*What to do*:
Below is some data. Retype exactly the lines starting at the one with "negative clicks: (450, 318) (442, 268)" and ending at the one with "positive clicks: (485, 245)".
-- Opening Marker --
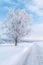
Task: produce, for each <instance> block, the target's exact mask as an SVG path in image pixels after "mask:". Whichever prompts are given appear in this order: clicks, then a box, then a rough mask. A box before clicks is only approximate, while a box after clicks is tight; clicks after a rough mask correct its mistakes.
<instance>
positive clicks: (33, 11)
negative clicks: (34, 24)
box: [25, 0, 43, 16]
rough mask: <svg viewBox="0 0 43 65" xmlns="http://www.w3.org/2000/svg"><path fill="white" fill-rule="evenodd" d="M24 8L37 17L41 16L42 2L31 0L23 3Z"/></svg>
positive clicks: (42, 12)
mask: <svg viewBox="0 0 43 65" xmlns="http://www.w3.org/2000/svg"><path fill="white" fill-rule="evenodd" d="M25 8H26V9H27V10H30V11H31V12H34V13H36V14H37V15H38V16H43V0H31V3H30V4H29V1H27V2H26V3H25Z"/></svg>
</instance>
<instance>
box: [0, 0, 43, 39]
mask: <svg viewBox="0 0 43 65" xmlns="http://www.w3.org/2000/svg"><path fill="white" fill-rule="evenodd" d="M10 8H13V9H14V11H17V10H19V9H24V10H25V11H26V12H27V13H29V14H31V16H32V24H31V29H32V33H31V38H32V39H43V0H0V22H2V21H3V20H4V19H5V17H6V14H7V12H8V11H9V9H10Z"/></svg>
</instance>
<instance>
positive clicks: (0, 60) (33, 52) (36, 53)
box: [0, 43, 43, 65]
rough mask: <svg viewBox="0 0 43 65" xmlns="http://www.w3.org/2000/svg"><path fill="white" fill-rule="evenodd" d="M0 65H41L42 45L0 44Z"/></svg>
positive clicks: (23, 44) (42, 64)
mask: <svg viewBox="0 0 43 65" xmlns="http://www.w3.org/2000/svg"><path fill="white" fill-rule="evenodd" d="M41 44H42V45H41ZM0 65H43V43H21V44H18V46H14V44H11V45H10V44H0Z"/></svg>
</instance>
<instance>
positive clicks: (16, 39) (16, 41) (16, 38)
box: [15, 37, 17, 46]
mask: <svg viewBox="0 0 43 65" xmlns="http://www.w3.org/2000/svg"><path fill="white" fill-rule="evenodd" d="M15 46H17V37H16V38H15Z"/></svg>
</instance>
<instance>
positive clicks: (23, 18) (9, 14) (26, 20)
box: [5, 9, 31, 46]
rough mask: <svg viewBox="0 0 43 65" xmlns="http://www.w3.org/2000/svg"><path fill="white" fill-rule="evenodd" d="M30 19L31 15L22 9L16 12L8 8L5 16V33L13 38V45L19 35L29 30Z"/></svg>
mask: <svg viewBox="0 0 43 65" xmlns="http://www.w3.org/2000/svg"><path fill="white" fill-rule="evenodd" d="M30 19H31V17H29V15H28V14H27V13H26V12H25V11H24V10H18V11H16V12H14V11H13V10H12V9H11V10H9V12H8V14H7V18H6V28H7V32H6V33H5V34H6V35H7V36H8V37H10V38H12V39H14V40H15V46H16V45H17V42H18V41H19V39H20V38H21V37H23V36H25V35H27V34H28V33H29V32H30V29H29V28H28V26H29V22H30Z"/></svg>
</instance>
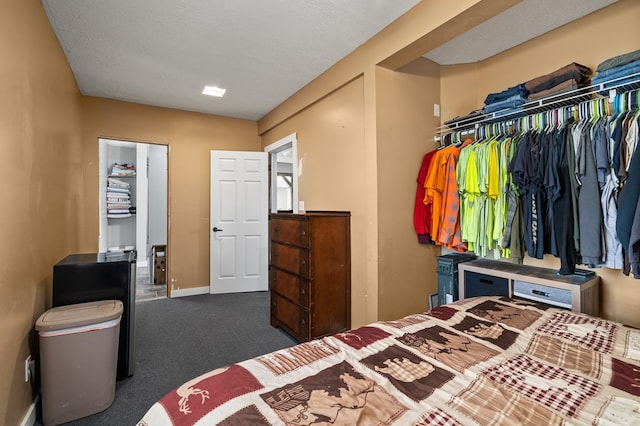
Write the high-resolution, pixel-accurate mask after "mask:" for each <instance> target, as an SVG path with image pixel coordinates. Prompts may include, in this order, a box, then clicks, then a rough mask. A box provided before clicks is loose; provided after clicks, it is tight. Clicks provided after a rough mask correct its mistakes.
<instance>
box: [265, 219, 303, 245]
mask: <svg viewBox="0 0 640 426" xmlns="http://www.w3.org/2000/svg"><path fill="white" fill-rule="evenodd" d="M270 232H271V241H278V242H280V243H287V244H294V245H297V246H301V247H309V223H308V222H307V221H306V220H296V219H271V223H270Z"/></svg>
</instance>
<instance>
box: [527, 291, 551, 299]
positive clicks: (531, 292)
mask: <svg viewBox="0 0 640 426" xmlns="http://www.w3.org/2000/svg"><path fill="white" fill-rule="evenodd" d="M531 293H533V294H535V295H536V296H543V297H551V294H550V293H547V292H546V291H540V290H531Z"/></svg>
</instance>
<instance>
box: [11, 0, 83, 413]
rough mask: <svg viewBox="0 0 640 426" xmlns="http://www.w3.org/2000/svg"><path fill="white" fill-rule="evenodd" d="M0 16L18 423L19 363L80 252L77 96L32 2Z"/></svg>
mask: <svg viewBox="0 0 640 426" xmlns="http://www.w3.org/2000/svg"><path fill="white" fill-rule="evenodd" d="M2 9H3V10H2V13H1V14H0V94H1V96H0V144H1V149H2V155H0V199H1V200H2V208H1V209H0V223H2V233H1V236H0V259H2V260H1V261H0V292H1V294H2V296H1V297H0V424H3V425H4V424H6V425H16V424H19V423H20V421H21V420H22V418H23V416H24V414H25V412H26V411H27V408H28V407H29V405H30V404H31V402H32V400H33V397H34V395H35V393H34V392H33V391H32V388H31V386H30V385H29V384H28V383H25V382H24V360H25V358H26V357H27V355H28V354H30V353H34V351H36V350H37V336H36V333H35V331H34V330H33V325H34V323H35V320H36V319H37V318H38V316H39V315H40V314H41V313H42V312H43V311H44V310H45V305H46V300H47V298H48V297H50V296H49V295H50V284H51V266H52V265H53V264H54V263H55V262H57V261H58V260H59V259H60V258H61V257H62V256H63V254H64V253H67V252H69V251H76V250H81V249H83V248H84V246H83V245H82V242H81V239H82V238H81V235H82V233H83V229H82V226H83V225H82V224H83V214H84V212H83V206H84V204H85V202H86V200H85V197H84V193H83V191H82V187H83V185H84V184H85V176H84V175H83V173H82V167H81V165H82V155H81V153H82V146H81V144H82V140H81V134H82V133H81V127H80V126H81V115H80V113H81V112H80V94H79V92H78V89H77V87H76V84H75V81H74V78H73V75H72V73H71V70H70V69H69V66H68V64H67V61H66V59H65V57H64V54H63V53H62V50H61V49H60V47H59V45H58V42H57V40H56V38H55V35H54V34H53V31H52V30H51V27H50V26H49V24H48V21H47V17H46V15H45V13H44V11H43V9H42V6H41V4H40V2H39V1H37V0H23V1H14V2H3V5H2Z"/></svg>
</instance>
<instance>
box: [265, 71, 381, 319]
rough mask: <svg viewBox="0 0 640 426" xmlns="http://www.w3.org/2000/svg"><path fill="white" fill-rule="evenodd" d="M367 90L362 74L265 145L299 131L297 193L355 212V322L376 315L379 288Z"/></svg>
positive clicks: (274, 132) (323, 98)
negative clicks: (376, 283) (371, 245)
mask: <svg viewBox="0 0 640 426" xmlns="http://www.w3.org/2000/svg"><path fill="white" fill-rule="evenodd" d="M363 91H364V82H363V78H362V77H361V78H357V79H356V80H354V81H352V82H351V83H349V84H347V85H346V86H344V87H342V88H341V89H339V90H337V91H335V92H334V93H331V94H330V95H329V96H326V97H325V98H323V99H321V100H320V101H318V102H317V103H315V104H314V105H312V106H311V107H309V108H307V109H305V110H304V111H302V112H300V113H299V114H297V115H295V116H294V117H292V118H291V119H289V120H287V121H286V122H285V123H283V124H282V125H280V126H278V127H276V128H275V129H273V130H271V131H269V132H267V133H265V134H264V135H263V136H262V144H263V145H264V146H266V145H269V144H271V143H273V142H276V141H277V140H279V139H282V138H283V137H285V136H287V135H289V134H291V133H296V136H297V139H298V158H299V159H300V160H299V165H300V167H299V169H298V172H299V177H298V185H299V191H298V194H299V200H301V201H304V204H305V209H306V210H348V211H350V212H351V287H352V291H351V293H352V315H351V322H352V325H355V324H358V325H361V324H364V323H366V322H367V319H368V318H369V317H372V316H373V317H375V315H376V314H375V312H374V313H368V312H367V306H368V305H367V302H366V301H367V299H368V298H375V297H376V293H377V288H376V287H375V282H374V283H372V282H371V281H370V280H367V271H366V268H367V259H366V255H365V254H366V253H367V239H368V238H370V235H368V234H367V232H366V223H367V218H368V216H369V211H368V210H367V200H366V198H367V194H368V193H369V192H370V191H371V190H372V187H373V186H375V185H370V184H369V182H368V181H367V179H366V164H365V146H364V109H363V106H364V103H363V99H364V98H363Z"/></svg>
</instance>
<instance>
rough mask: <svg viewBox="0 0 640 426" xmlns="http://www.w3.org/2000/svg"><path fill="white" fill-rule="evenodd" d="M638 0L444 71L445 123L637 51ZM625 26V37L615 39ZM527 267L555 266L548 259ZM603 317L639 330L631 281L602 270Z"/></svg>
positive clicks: (548, 256) (624, 27)
mask: <svg viewBox="0 0 640 426" xmlns="http://www.w3.org/2000/svg"><path fill="white" fill-rule="evenodd" d="M638 19H640V2H638V1H634V0H621V1H619V2H618V3H616V4H614V5H612V6H609V7H607V8H605V9H602V10H600V11H598V12H595V13H593V14H591V15H589V16H586V17H585V18H583V19H580V20H579V21H576V22H574V23H571V24H568V25H565V26H564V27H561V28H559V29H557V30H555V31H552V32H550V33H547V34H545V35H543V36H540V37H538V38H536V39H534V40H532V41H530V42H528V43H525V44H523V45H521V46H518V47H515V48H513V49H510V50H508V51H506V52H504V53H502V54H500V55H496V56H494V57H492V58H490V59H487V60H485V61H483V62H480V63H478V64H469V65H458V66H446V67H442V85H441V98H442V104H443V105H442V111H443V117H442V118H443V120H446V119H448V118H451V117H455V116H456V115H464V114H466V113H468V112H469V111H471V110H473V109H476V108H480V107H482V104H483V101H484V98H485V96H486V95H487V94H488V93H492V92H499V91H501V90H504V89H506V88H507V87H510V86H513V85H515V84H518V83H522V82H525V81H527V80H529V79H531V78H533V77H536V76H539V75H543V74H547V73H549V72H551V71H554V70H556V69H558V68H560V67H562V66H564V65H566V64H568V63H571V62H578V63H580V64H583V65H586V66H589V67H590V68H591V69H593V70H595V69H596V67H597V66H598V64H599V63H600V62H602V61H603V60H604V59H607V58H610V57H612V56H615V55H618V54H621V53H625V52H630V51H633V50H636V49H638V48H639V47H640V45H639V40H640V26H638V25H637V23H638ZM622 28H624V36H620V37H618V36H615V34H619V33H620V29H622ZM525 263H527V264H534V265H541V266H546V267H550V268H559V266H560V262H559V260H557V259H556V258H554V257H552V256H546V257H545V259H544V260H542V261H540V260H535V259H532V258H530V257H526V258H525ZM596 273H597V274H598V275H600V277H601V279H602V291H601V313H602V316H603V317H605V318H609V319H613V320H616V321H621V322H624V323H627V324H630V325H633V326H636V327H640V314H639V312H640V292H638V291H637V289H636V287H637V283H636V281H635V280H634V279H633V278H630V277H627V276H625V275H624V274H622V272H620V271H617V270H611V269H608V268H601V269H598V270H596Z"/></svg>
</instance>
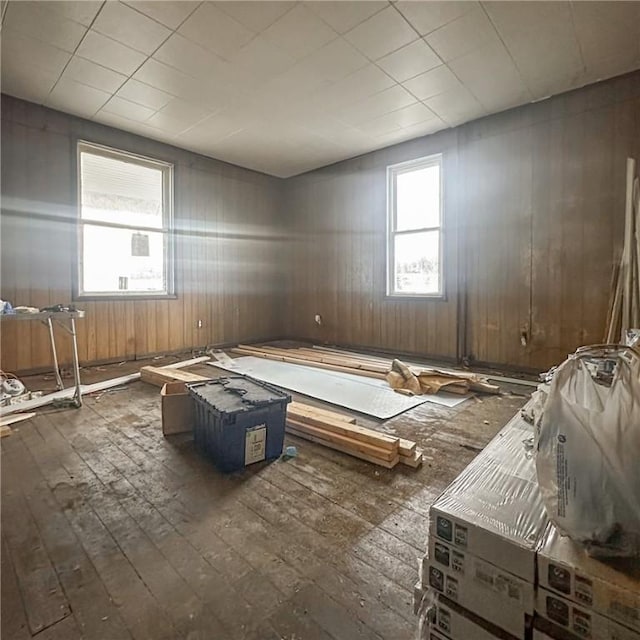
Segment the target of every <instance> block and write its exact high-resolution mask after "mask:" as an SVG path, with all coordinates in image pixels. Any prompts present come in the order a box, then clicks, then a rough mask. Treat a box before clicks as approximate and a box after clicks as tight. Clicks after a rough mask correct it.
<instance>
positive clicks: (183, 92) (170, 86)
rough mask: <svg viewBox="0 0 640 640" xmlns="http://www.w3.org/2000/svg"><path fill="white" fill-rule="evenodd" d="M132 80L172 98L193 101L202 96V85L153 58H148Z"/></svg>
mask: <svg viewBox="0 0 640 640" xmlns="http://www.w3.org/2000/svg"><path fill="white" fill-rule="evenodd" d="M133 78H134V79H135V80H138V81H139V82H143V83H144V84H148V85H150V86H152V87H154V88H155V89H160V91H164V92H165V93H169V94H171V95H172V96H182V97H183V98H186V99H194V100H195V99H197V97H198V96H201V95H202V83H200V82H198V81H197V80H196V79H195V78H192V77H191V76H188V75H186V74H184V73H182V72H181V71H178V70H177V69H174V68H173V67H170V66H168V65H166V64H163V63H162V62H159V61H158V60H154V59H153V58H149V59H148V60H147V61H146V62H145V63H144V64H143V65H142V66H141V67H140V69H138V71H136V73H135V74H134V75H133Z"/></svg>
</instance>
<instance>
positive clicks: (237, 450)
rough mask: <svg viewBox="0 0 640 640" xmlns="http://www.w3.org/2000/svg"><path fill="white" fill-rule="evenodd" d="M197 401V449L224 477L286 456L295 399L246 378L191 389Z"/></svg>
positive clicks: (201, 382) (191, 390)
mask: <svg viewBox="0 0 640 640" xmlns="http://www.w3.org/2000/svg"><path fill="white" fill-rule="evenodd" d="M188 387H189V394H190V395H191V397H192V398H193V399H194V426H193V439H194V442H195V445H196V448H197V449H198V450H199V451H201V452H203V453H204V454H206V455H207V456H208V457H209V458H211V459H212V460H213V462H214V463H215V465H216V466H217V467H218V468H219V469H220V470H221V471H226V472H230V471H237V470H238V469H242V468H244V467H245V466H247V465H248V464H253V463H254V462H260V461H261V460H272V459H273V458H277V457H279V456H280V455H281V454H282V446H283V443H284V425H285V420H286V415H287V404H288V403H289V402H291V396H289V395H288V394H286V393H284V392H283V391H280V390H279V389H276V388H275V387H272V386H271V385H268V384H266V383H264V382H260V381H259V380H254V379H253V378H250V377H248V376H242V375H237V376H225V377H224V378H218V379H217V380H209V381H207V382H197V383H194V384H190V385H188Z"/></svg>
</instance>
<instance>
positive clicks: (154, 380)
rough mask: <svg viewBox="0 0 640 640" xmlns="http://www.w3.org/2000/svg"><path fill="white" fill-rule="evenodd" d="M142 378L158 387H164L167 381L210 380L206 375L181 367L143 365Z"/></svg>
mask: <svg viewBox="0 0 640 640" xmlns="http://www.w3.org/2000/svg"><path fill="white" fill-rule="evenodd" d="M140 379H141V380H142V382H147V383H148V384H152V385H154V386H156V387H162V386H163V385H164V384H165V383H167V382H202V381H204V380H210V378H207V377H206V376H201V375H199V374H197V373H191V372H189V371H182V370H181V369H163V368H162V367H151V366H147V367H142V368H141V369H140Z"/></svg>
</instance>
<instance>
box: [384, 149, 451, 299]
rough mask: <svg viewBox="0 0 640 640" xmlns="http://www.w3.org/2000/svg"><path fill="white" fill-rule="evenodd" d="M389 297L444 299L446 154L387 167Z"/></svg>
mask: <svg viewBox="0 0 640 640" xmlns="http://www.w3.org/2000/svg"><path fill="white" fill-rule="evenodd" d="M387 179H388V186H387V189H388V196H387V203H388V212H387V216H388V244H387V295H390V296H405V297H440V296H442V295H443V292H444V287H443V281H442V280H443V279H442V156H441V155H437V156H429V157H428V158H421V159H419V160H411V161H410V162H403V163H402V164H396V165H392V166H390V167H388V168H387Z"/></svg>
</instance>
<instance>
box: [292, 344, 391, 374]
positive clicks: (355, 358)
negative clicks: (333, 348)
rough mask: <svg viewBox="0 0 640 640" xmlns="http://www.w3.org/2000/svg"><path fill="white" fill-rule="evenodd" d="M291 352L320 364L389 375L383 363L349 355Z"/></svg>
mask: <svg viewBox="0 0 640 640" xmlns="http://www.w3.org/2000/svg"><path fill="white" fill-rule="evenodd" d="M290 351H291V352H292V353H294V354H298V355H297V356H296V357H304V358H309V359H310V360H319V361H320V362H326V363H329V364H336V365H339V366H348V367H353V368H354V369H363V370H365V371H373V372H375V373H387V371H389V366H388V365H387V364H385V363H383V362H373V361H366V360H360V359H359V358H353V357H351V356H347V355H342V356H340V355H337V354H335V355H334V354H325V355H323V354H321V353H319V352H317V351H314V350H313V349H291V350H290Z"/></svg>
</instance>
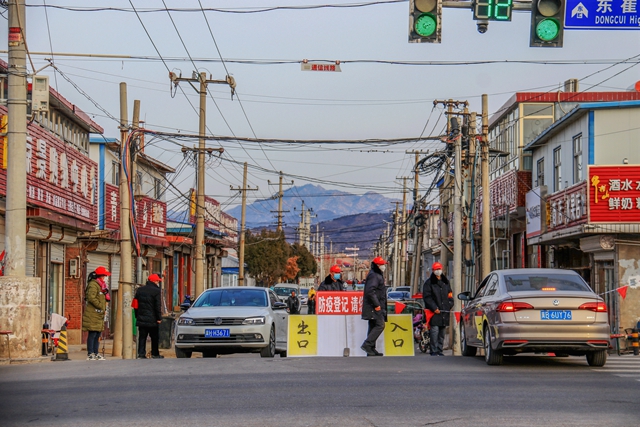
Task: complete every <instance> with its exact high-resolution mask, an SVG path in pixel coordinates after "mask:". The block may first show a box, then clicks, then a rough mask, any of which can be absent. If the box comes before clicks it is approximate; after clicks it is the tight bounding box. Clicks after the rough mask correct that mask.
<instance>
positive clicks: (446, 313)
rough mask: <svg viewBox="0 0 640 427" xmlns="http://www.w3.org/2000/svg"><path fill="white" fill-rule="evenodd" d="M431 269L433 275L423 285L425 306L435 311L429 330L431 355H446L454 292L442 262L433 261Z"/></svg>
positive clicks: (424, 301) (431, 319)
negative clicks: (450, 318) (442, 268)
mask: <svg viewBox="0 0 640 427" xmlns="http://www.w3.org/2000/svg"><path fill="white" fill-rule="evenodd" d="M431 270H432V273H431V276H430V277H429V278H428V279H427V280H426V281H425V282H424V285H423V286H422V299H423V300H424V306H425V307H426V308H427V309H429V310H431V311H432V312H433V313H434V315H433V317H432V318H431V321H430V325H431V330H430V331H429V337H430V339H431V343H430V344H431V355H432V356H444V354H443V353H442V346H443V344H444V334H445V331H446V328H447V326H449V315H450V311H451V309H452V308H453V292H452V291H451V286H450V285H449V279H447V277H446V276H445V275H444V274H443V273H442V264H440V263H439V262H435V263H433V266H431Z"/></svg>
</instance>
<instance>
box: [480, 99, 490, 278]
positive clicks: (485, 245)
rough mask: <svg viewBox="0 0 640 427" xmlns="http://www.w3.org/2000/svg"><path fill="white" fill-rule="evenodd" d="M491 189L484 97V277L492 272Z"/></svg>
mask: <svg viewBox="0 0 640 427" xmlns="http://www.w3.org/2000/svg"><path fill="white" fill-rule="evenodd" d="M490 203H491V189H490V187H489V97H488V95H487V94H483V95H482V228H481V235H482V276H481V277H485V276H487V275H488V274H489V272H490V271H491V204H490Z"/></svg>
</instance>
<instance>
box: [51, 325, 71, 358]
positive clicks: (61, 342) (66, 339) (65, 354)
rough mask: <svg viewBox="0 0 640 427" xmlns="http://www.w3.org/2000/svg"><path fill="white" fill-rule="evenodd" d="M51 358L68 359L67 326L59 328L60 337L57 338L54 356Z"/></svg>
mask: <svg viewBox="0 0 640 427" xmlns="http://www.w3.org/2000/svg"><path fill="white" fill-rule="evenodd" d="M53 360H69V350H68V349H67V327H66V326H63V327H62V329H60V338H58V351H57V352H56V358H55V359H53Z"/></svg>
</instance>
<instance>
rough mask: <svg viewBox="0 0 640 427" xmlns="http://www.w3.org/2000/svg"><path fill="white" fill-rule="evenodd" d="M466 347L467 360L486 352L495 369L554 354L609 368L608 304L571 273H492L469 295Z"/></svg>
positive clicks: (486, 354)
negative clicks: (546, 352) (521, 353)
mask: <svg viewBox="0 0 640 427" xmlns="http://www.w3.org/2000/svg"><path fill="white" fill-rule="evenodd" d="M458 299H460V300H462V301H465V303H466V304H465V307H464V308H463V309H462V313H461V319H460V344H461V349H462V354H463V355H464V356H475V354H476V350H477V348H478V347H482V348H484V353H485V361H486V362H487V364H489V365H499V364H501V363H502V360H503V355H515V354H519V353H531V352H553V353H555V354H556V355H557V356H563V355H574V356H586V358H587V362H588V363H589V365H590V366H603V365H604V364H605V363H606V361H607V349H608V348H609V339H610V338H609V334H610V331H609V319H608V313H607V305H606V304H605V302H604V300H603V299H602V298H600V297H599V296H598V295H596V294H595V293H594V292H593V291H592V290H591V288H590V287H589V285H587V283H586V282H585V281H584V280H583V279H582V277H580V275H578V274H577V273H576V272H574V271H571V270H558V269H538V268H535V269H534V268H523V269H517V270H499V271H494V272H492V273H490V274H489V275H488V276H487V277H486V278H485V279H484V280H483V281H482V283H481V284H480V286H479V287H478V289H477V290H476V292H475V293H474V294H473V295H471V293H470V292H463V293H461V294H459V295H458Z"/></svg>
-- Closing Marker --
*Solution to this problem*:
negative clicks: (450, 318) (442, 268)
mask: <svg viewBox="0 0 640 427" xmlns="http://www.w3.org/2000/svg"><path fill="white" fill-rule="evenodd" d="M431 270H432V273H431V276H430V277H429V278H428V279H427V280H426V281H425V282H424V285H423V286H422V299H423V300H424V306H425V307H426V308H427V309H429V310H431V311H432V312H433V313H434V315H433V317H432V318H431V321H430V325H431V330H430V331H429V337H430V339H431V343H430V344H431V355H432V356H444V354H443V353H442V346H443V344H444V334H445V331H446V328H447V326H449V315H450V311H451V309H452V308H453V292H452V291H451V286H450V285H449V279H447V277H446V276H445V275H444V274H443V273H442V264H440V263H439V262H435V263H433V266H431Z"/></svg>
</instance>
<instance>
box: [480, 99, 490, 278]
positive clicks: (485, 245)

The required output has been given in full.